The line that contains "negative clicks: (372, 143) (277, 134)" marks the end: retype the data below exactly from its first line through that line.
____
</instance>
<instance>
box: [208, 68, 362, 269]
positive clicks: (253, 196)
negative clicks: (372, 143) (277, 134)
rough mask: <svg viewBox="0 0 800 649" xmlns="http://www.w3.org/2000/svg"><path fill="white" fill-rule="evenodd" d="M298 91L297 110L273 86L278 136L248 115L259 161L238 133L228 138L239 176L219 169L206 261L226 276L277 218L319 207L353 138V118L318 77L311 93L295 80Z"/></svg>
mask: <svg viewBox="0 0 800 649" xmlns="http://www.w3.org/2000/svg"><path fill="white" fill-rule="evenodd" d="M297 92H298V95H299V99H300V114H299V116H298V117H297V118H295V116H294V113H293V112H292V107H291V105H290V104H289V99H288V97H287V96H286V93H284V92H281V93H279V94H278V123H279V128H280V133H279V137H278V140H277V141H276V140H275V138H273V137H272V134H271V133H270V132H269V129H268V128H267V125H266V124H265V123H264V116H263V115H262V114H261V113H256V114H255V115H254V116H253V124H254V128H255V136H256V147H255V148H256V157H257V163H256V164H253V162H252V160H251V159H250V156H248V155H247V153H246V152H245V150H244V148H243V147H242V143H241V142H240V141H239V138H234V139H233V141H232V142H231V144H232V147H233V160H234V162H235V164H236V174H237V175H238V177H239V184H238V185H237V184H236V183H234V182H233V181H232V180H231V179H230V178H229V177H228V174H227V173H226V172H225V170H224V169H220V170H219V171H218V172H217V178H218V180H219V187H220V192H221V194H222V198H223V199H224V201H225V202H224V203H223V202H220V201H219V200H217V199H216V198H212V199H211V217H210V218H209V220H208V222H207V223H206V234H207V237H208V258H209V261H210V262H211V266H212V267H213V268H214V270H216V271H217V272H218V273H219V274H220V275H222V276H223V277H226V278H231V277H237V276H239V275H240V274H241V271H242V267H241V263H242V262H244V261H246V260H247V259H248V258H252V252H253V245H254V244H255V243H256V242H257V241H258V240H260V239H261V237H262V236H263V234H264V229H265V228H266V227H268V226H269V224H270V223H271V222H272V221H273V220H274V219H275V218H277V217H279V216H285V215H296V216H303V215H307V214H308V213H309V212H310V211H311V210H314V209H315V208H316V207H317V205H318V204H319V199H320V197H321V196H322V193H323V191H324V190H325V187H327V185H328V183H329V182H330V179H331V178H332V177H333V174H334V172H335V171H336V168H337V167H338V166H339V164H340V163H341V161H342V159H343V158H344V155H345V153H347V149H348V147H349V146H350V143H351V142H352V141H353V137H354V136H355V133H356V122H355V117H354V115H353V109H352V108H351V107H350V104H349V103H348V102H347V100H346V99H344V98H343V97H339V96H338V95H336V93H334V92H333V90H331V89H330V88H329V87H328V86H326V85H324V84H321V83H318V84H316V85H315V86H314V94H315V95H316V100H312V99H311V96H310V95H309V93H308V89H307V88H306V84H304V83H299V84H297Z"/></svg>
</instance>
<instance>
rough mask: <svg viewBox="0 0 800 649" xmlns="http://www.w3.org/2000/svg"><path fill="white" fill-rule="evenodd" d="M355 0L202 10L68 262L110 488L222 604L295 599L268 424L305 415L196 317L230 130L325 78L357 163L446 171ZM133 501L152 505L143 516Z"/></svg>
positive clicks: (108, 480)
____
Final answer:
</instance>
<instance>
box: [208, 68, 362, 269]
positive clicks: (253, 196)
negative clicks: (372, 143) (277, 134)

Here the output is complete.